In the passage about Don Gately and the Antitoi brothers, what did Ferocious Francis G. and the White Flaggers give Gately on the Sunday marking his first year sober?
======== Passage shown
That was months ago. Gately usually no longer much cares whether he understands or not. He does the knee-and-ceiling thing twice a day, and cleans shit, and listens to dreams, and stays Active, and tells the truth to the Ennet House residents, and tries to help a couple of them if they approach him wanting help. And when Ferocious Francis G. and the White Flaggers presented him, on the September Sunday that marked his first year sober, with a faultlessly baked and heavily frosted one-candle cake, Don Gately had cried in front of nonrelatives for the first time in his life. He now denies that he actually did cry, saying something about candle-fumes in his eye. But he did.
As Gately is driving the Aventura through Inman Square, he stirs some trash in the street and a paper cup goes sailing against the door of "Antitoi Entertainment", where Lucien and Bertraund - two hapless Canadian sleeper terrorists (of a sort) are in their shop - when members of the wheelchaired AFR attack. They are looking both for the Entertainment and a 585-rpm-drive TP capable of playing master copies and making copies. They end up murdering both brothers and ransacking the cluttered store. The Antitois would appear to have only a conventional 450-rpm-drive TP and so some of the in-coming cartridges that Lucien plays offer only static. The brothers might very well have a master of the Entertainment in their shop, but they would not know it.
Note 205: "Copy-Capable cartridges, a.k.a. Masters, require a 585-r.p.m.-drive viewer or TP to run, and on a conventional 450-drive decline to give off so much as static, appearing rather empty and blank. Q.v. here Note 301 sub."

Note 301: "Noreen Lace-Forché protected InterLace's golden goose's copyrights by specifying that all consumer-TP-compatible laser cartridges be engineered as Read-Only ... N.L.-F. had even rigged it so that Masters have to be run at 585 r.p.m. instead of a consumer-TP's cartridge-drive's 450 r.p.m."
Lucien Antitoi's death - presented at pretty much the middle point of the novel - is both grotesque and violent. Reading it this time, I was more trying to dissect the various phrases - the sentence is 605 words, more than a full page in length - to see exactly how Wallace does it, how he builds the tension to its grisly finale, when Lucien - presented as naive and innocent as Mario - "finally sheds his body's suit ... and is free, catapulted home over fans and the Convexity's glass palisades at desperate speeds, soaring north, sounding a bell-clear and nearly maternal alarmed call-to-arms in all the world's well-known tongues".
================
======== Recorded information
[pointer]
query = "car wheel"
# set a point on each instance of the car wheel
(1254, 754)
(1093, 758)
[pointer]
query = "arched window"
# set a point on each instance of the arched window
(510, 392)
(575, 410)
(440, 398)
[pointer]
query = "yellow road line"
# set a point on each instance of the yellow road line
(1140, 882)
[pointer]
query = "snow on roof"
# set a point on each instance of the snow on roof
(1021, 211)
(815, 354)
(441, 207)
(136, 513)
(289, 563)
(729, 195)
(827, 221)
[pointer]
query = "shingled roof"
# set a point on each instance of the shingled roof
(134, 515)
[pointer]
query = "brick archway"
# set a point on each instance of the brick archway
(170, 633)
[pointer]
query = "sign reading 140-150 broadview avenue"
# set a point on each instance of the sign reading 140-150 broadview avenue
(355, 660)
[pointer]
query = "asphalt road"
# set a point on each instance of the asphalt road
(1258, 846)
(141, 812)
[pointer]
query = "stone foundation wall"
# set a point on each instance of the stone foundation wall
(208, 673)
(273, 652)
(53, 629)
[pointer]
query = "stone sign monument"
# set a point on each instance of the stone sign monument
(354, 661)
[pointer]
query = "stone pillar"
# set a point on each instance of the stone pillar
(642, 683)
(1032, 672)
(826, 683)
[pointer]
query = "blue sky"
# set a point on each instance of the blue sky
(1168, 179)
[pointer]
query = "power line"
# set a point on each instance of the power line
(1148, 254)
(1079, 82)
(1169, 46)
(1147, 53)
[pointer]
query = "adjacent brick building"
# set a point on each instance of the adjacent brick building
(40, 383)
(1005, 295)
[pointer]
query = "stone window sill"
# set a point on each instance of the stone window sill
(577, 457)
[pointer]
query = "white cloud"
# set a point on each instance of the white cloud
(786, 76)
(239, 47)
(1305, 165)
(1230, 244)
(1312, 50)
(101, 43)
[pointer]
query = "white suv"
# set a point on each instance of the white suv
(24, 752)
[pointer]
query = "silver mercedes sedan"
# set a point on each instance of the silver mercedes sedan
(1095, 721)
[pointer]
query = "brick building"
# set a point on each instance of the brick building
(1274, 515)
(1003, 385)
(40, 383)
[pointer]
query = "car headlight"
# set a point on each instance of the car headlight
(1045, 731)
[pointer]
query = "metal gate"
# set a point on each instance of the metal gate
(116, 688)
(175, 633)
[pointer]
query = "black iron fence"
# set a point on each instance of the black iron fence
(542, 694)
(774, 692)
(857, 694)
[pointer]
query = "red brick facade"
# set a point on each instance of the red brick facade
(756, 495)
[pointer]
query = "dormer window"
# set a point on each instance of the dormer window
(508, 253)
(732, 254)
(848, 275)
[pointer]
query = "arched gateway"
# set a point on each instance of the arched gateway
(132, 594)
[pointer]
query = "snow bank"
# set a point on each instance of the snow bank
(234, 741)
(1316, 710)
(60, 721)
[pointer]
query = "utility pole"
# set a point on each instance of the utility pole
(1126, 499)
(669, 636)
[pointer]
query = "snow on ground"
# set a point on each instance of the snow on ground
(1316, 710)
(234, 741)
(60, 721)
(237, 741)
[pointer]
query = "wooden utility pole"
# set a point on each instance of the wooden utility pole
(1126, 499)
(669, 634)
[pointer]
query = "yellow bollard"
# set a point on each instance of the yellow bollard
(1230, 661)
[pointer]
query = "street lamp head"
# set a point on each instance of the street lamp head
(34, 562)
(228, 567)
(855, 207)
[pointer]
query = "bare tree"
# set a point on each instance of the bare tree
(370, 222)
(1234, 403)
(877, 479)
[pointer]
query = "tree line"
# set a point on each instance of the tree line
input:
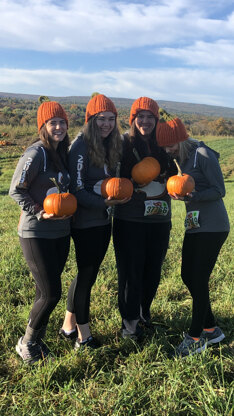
================
[Problem solution]
A faultlessly baked and heavily frosted one-candle cake.